» COMPLETE THE FOLLOWING:
1. Name the forms a piece of writing can take that the passage on reading like a writer compares.
2. Based on the passage on reading like a writer, explain why the writer reads a manuscript more critically than a bound book.
3. From the passage on reading like a writer, quote the stretch from "I've slowed down" through "than a manuscript.".

I've slowed down in my reading. I used to dash through books like a self-taught speedreader. Now I take more time, savoring what I read, chewing each mouthful thoroughly before swallowing. Writing has indeed made me a better reader, just as reading continues to make me a better writer.

How to read like a writer? I'm afraid I can't think of many specific tips toward that end. One thing I've observed is that I'm more critical and detached when I read a manuscript than when I read galleys, more so too with galleys than with a bound book. The closer I am to what came out of the writer's typewriter, the more conscious I am that I'm reading a person's work rather than something that came down from the mountaintop carved in stone tablets. By the same token, it's easier for me to get caught up in a bound book than a manuscript.

But that's by the way. I don't know that you have to make a particular effort to learn to read like a writer. If you keep writing?and keep reading?it just happens.

Enjoy it.

» Location labeling records:

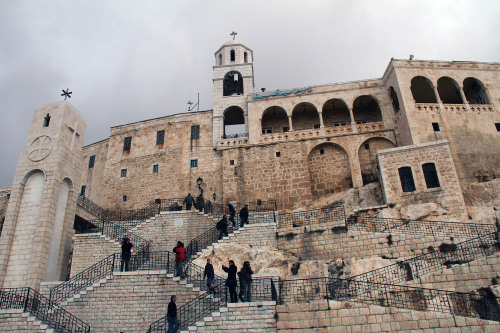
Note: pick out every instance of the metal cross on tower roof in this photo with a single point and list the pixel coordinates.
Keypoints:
(66, 93)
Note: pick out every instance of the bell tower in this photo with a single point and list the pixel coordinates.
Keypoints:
(233, 82)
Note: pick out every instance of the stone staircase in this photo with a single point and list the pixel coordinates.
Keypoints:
(239, 317)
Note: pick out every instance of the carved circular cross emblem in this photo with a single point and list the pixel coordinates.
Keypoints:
(40, 148)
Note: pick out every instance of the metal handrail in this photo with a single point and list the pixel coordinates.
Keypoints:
(418, 266)
(42, 308)
(482, 305)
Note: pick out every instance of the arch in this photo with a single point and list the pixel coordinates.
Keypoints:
(367, 156)
(475, 92)
(366, 110)
(53, 270)
(394, 98)
(233, 84)
(234, 121)
(274, 120)
(448, 91)
(29, 173)
(305, 116)
(422, 90)
(329, 169)
(336, 113)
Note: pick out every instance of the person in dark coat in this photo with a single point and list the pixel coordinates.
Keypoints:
(244, 216)
(246, 281)
(232, 213)
(173, 323)
(231, 282)
(180, 256)
(126, 253)
(188, 200)
(210, 275)
(222, 227)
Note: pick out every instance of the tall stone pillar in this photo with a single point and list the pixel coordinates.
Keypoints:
(38, 227)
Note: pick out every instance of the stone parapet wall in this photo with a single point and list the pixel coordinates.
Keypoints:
(333, 316)
(89, 249)
(463, 278)
(328, 241)
(13, 321)
(130, 302)
(164, 230)
(241, 317)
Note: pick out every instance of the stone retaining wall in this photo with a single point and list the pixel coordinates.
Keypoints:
(333, 316)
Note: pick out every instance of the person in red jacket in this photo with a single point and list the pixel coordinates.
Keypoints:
(180, 256)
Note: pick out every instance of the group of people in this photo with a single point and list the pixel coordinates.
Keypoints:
(223, 223)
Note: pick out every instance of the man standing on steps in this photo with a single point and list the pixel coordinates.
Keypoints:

» SOLVED PROBLEMS:
1. manuscript, galleys, bound book

2. The closer the writer is to what came out of the author's typewriter, the more aware the writer is of reading a person's work. A bound book feels less like that and more like something carved in stone tablets that came down from the mountaintop.

3.
I've slowed down in my reading. I used to dash through books like a self-taught speedreader. Now I take more time, savoring what I read, chewing each mouthful thoroughly before swallowing. Writing has indeed made me a better reader, just as reading continues to make me a better writer.

How to read like a writer? I'm afraid I can't think of many specific tips toward that end. One thing I've observed is that I'm more critical and detached when I read a manuscript than when I read galleys, more so too with galleys than with a bound book. The closer I am to what came out of the writer's typewriter, the more conscious I am that I'm reading a person's work rather than something that came down from the mountaintop carved in stone tablets. By the same token, it's easier for me to get caught up in a bound book than a manuscript.